▶ Problem description
Copy out all the material below line for line, shifting every bounding box coordinate up by 103 and leaving all other text unchanged.

(Entries from a dataset)
=====
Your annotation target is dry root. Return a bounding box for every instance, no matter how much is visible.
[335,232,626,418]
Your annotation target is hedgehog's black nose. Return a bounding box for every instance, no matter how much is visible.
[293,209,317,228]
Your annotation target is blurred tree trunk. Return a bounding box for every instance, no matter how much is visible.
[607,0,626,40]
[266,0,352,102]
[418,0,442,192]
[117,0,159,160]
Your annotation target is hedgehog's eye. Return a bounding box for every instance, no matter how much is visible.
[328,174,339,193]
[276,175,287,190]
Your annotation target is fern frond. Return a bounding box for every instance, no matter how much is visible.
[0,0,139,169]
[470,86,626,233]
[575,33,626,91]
=====
▶ Task response
Your annotation target is dry root. Return a bounding box for every instance, no matter how much is visible.
[438,335,729,521]
Your annotation target is hedgehog's black nose. Return a bounding box for every instance, no matter how much is visible.
[396,312,420,331]
Your annotation target is blurred tree trunk. Return a bounding box for every instance, no matter how much is visible.
[710,103,729,143]
[369,103,455,205]
[521,103,545,295]
[220,103,262,263]
Your annotation target is hedgehog's eye. Return a bounding box for every instance, no matter how much is visible.
[431,277,442,296]
[379,278,390,293]
Your annotation target is fern frond. Return a bounding box for every instance, no matter how much is visible.
[103,103,242,272]
[573,189,729,336]
[678,136,729,194]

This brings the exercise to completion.